Aim A:
Please reproduce everything in the Single Touch Payroll article from "The way businesses" down to "1 July 2018.", without changing a word.
Aim B:
In the Single Touch Payroll article, what does STP use to connect approved payroll software with the Australian Taxation Office?

Extract provided:
╭──

The way businesses report their employee payroll to the Tax Commissioner is about to change – significantly. If you have 20 or more employees as at 1 April 2018, you’ll need to implement Single Touch Payroll on or before 1 July 2018.
Single Touch Payroll (STP) uses Standard Business Reporting (SBR) to interface your approved payroll software solution with the Australian Taxation Office. STP, amongst other things will dispense with many manual payroll tasks including:
- Reporting Pay As You Go (PAYG) payments
- Tax File Number and Superannuation Declarations for new employees
- End of Year PAYG Summaries.
STP is part of the Government’s Digital Transformation Agency agenda. Its introduction is intended to provide the ATO with greater transparency in payroll reporting amongst Australian businesses and level the playing field somewhat to ensure that businesses meet their employer taxation obligations.
Employers currently report PAYG withholdings (tax withheld and payroll data) via their Business Activity Statement (BAS). Employers then need to perform an annual reconciliation to the ATO and provide annual pay summaries to employees. Under the new STP system, this information will be automatically submitted to the ATO via the business’s payroll software or payroll service provider at every payroll cycle or event.
Any employer who uses approved SBR software to manage their payroll is voluntarily able to start reporting using STP from this July. Businesses with 20 more employees will only, at this stage, be obligated to use STP for every pay event from 1 July 2018 being the date of the law is proposed to apply. Very small and micro businesses will not be obligated to use STP.
The implications for businesses using STP are many and while July 2018 may seem far enough away in the future, now is the time to prepare for STP if you haven’t already started.
Under STP, businesses will be interacting with the ATO each pay event. This may require new disciplines in keeping payroll orderly all year round.
Businesses will be expected to purchase or upgrade their payroll software to facilitate this increased reporting. However, the final specifications for STP are yet to be sent by the ATO to developers and digital service providers. It’s important to be talking with your service providers and your tax professional even while these issues are being sorted.

╰──

(Point placement records)
╭──

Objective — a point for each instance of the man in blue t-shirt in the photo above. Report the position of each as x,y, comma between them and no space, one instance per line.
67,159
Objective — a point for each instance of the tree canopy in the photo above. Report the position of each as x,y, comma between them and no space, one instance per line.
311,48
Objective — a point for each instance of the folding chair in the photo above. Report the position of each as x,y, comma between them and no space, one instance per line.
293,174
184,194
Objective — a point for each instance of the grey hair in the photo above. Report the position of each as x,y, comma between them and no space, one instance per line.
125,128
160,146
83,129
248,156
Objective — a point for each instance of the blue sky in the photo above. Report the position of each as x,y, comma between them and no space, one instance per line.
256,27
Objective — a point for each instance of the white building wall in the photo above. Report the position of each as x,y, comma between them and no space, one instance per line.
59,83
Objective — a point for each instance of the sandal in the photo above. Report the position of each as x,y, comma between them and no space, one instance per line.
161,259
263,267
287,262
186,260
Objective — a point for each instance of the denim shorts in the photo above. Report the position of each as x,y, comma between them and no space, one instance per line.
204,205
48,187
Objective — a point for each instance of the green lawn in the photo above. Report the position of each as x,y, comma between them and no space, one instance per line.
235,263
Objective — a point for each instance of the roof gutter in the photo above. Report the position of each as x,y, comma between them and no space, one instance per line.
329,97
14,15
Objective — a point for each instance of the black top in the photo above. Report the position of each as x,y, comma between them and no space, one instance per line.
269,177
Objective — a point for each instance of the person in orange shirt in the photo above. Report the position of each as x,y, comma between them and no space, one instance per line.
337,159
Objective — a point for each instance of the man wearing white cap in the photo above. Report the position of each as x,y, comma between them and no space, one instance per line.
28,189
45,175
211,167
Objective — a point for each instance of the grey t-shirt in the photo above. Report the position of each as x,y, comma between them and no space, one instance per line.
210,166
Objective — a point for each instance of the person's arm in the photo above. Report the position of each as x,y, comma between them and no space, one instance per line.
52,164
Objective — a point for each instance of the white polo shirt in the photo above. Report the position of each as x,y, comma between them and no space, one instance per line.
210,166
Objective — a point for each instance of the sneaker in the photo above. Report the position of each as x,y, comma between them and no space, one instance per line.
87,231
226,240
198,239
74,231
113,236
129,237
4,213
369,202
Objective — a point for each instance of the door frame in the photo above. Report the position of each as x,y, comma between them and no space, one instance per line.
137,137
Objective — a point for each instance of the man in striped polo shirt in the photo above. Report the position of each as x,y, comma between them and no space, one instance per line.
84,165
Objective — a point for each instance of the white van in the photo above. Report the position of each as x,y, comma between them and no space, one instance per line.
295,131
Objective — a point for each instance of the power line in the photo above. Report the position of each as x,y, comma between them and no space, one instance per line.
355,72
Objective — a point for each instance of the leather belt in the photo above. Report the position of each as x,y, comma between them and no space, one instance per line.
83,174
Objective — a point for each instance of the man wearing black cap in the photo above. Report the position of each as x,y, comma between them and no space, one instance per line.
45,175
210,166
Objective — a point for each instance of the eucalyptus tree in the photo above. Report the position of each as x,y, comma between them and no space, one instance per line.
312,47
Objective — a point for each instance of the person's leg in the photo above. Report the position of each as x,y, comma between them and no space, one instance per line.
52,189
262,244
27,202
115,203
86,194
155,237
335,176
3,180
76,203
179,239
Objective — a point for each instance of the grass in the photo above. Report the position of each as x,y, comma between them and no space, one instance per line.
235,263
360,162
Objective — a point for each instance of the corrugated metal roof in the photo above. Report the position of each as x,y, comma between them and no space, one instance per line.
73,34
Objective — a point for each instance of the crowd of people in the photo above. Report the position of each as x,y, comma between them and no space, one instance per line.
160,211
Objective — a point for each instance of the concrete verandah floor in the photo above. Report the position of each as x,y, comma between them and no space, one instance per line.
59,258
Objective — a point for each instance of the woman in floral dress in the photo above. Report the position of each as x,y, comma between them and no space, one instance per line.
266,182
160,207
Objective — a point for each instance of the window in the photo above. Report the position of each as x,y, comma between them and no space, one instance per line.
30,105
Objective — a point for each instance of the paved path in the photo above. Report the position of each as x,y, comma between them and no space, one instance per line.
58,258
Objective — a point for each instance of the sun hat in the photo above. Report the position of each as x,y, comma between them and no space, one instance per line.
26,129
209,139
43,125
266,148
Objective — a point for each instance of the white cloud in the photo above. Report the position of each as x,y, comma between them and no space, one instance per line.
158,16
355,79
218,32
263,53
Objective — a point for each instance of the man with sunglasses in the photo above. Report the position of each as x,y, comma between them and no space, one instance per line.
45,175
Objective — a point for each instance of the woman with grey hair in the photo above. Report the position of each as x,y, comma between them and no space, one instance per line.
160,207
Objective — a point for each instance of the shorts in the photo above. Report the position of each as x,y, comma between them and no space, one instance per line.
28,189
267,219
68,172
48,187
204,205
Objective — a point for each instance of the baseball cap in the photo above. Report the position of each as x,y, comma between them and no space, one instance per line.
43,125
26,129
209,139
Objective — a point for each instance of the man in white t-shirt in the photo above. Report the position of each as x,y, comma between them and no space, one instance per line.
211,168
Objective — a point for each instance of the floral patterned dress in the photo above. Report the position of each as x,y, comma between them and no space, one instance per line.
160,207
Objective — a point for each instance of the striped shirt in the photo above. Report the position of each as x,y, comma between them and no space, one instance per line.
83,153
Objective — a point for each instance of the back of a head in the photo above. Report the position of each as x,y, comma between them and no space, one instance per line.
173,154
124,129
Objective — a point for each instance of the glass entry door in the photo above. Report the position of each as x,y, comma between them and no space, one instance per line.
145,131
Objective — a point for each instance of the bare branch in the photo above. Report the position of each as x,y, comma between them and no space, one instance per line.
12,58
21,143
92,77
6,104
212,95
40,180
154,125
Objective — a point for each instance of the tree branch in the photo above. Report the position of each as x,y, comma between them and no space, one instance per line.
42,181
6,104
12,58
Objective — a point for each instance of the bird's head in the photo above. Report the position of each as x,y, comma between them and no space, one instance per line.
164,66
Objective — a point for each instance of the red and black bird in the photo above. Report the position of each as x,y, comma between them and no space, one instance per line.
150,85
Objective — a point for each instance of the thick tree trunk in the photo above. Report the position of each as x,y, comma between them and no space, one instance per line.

╰──

Correct output A:
The way businesses report their employee payroll to the Tax Commissioner is about to change – significantly. If you have 20 or more employees as at 1 April 2018, you’ll need to implement Single Touch Payroll on or before 1 July 2018.

Correct output B:
Standard Business Reporting (SBR).